** Material supplied follows **
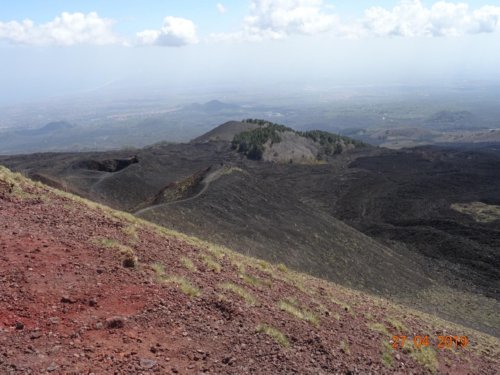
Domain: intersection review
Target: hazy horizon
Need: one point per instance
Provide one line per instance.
(57, 50)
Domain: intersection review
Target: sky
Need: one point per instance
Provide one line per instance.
(53, 48)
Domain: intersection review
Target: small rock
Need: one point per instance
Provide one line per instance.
(52, 367)
(115, 322)
(66, 299)
(35, 335)
(54, 320)
(147, 363)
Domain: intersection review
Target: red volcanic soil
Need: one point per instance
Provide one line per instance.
(69, 306)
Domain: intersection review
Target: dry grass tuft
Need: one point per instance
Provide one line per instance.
(292, 307)
(188, 264)
(275, 333)
(240, 291)
(211, 263)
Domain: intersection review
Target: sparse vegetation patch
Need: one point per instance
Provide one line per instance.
(183, 283)
(275, 333)
(291, 306)
(240, 291)
(188, 264)
(211, 263)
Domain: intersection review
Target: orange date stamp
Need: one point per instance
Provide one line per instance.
(441, 342)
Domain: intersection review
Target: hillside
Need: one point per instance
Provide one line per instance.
(375, 220)
(226, 131)
(89, 289)
(278, 143)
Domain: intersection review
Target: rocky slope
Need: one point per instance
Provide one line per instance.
(86, 289)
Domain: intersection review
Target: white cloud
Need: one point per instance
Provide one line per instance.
(221, 8)
(175, 32)
(410, 18)
(278, 19)
(66, 30)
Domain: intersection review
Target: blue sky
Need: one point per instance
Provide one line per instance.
(72, 46)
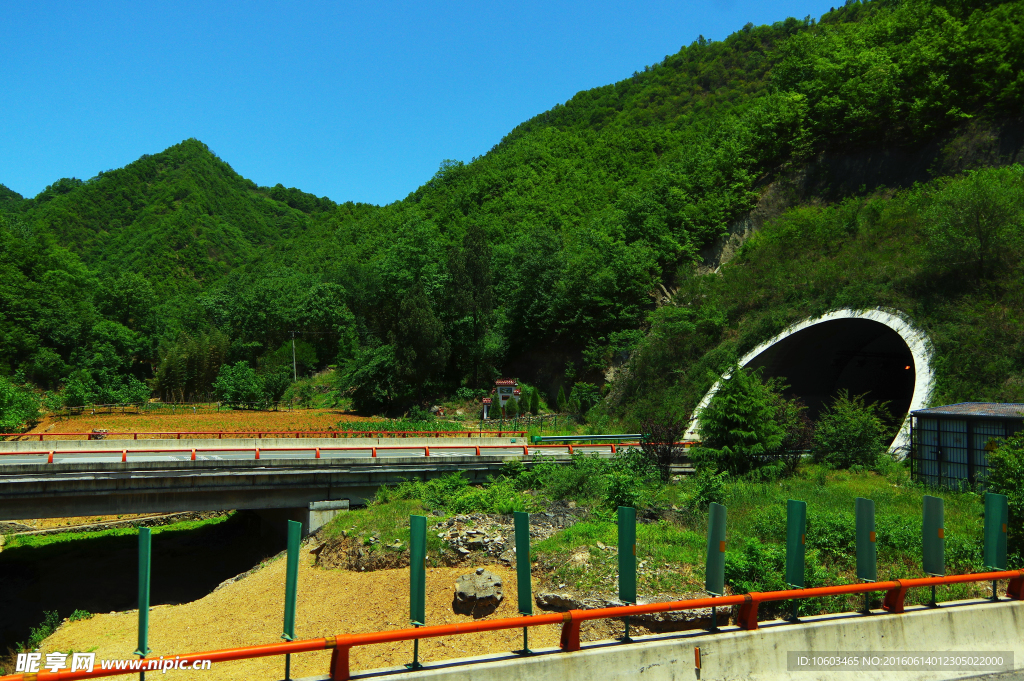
** End of Material supplied **
• _Exercise goal_
Search the material for the string "Target" and show every line that has it.

• _Task solution_
Target: hazy horizon
Target: sky
Target: small rock
Target: red volcanic soil
Target: dry grass tuft
Target: sparse vegetation patch
Target: orange date stamp
Target: hillside
Target: rocky slope
Target: white cloud
Target: blue sky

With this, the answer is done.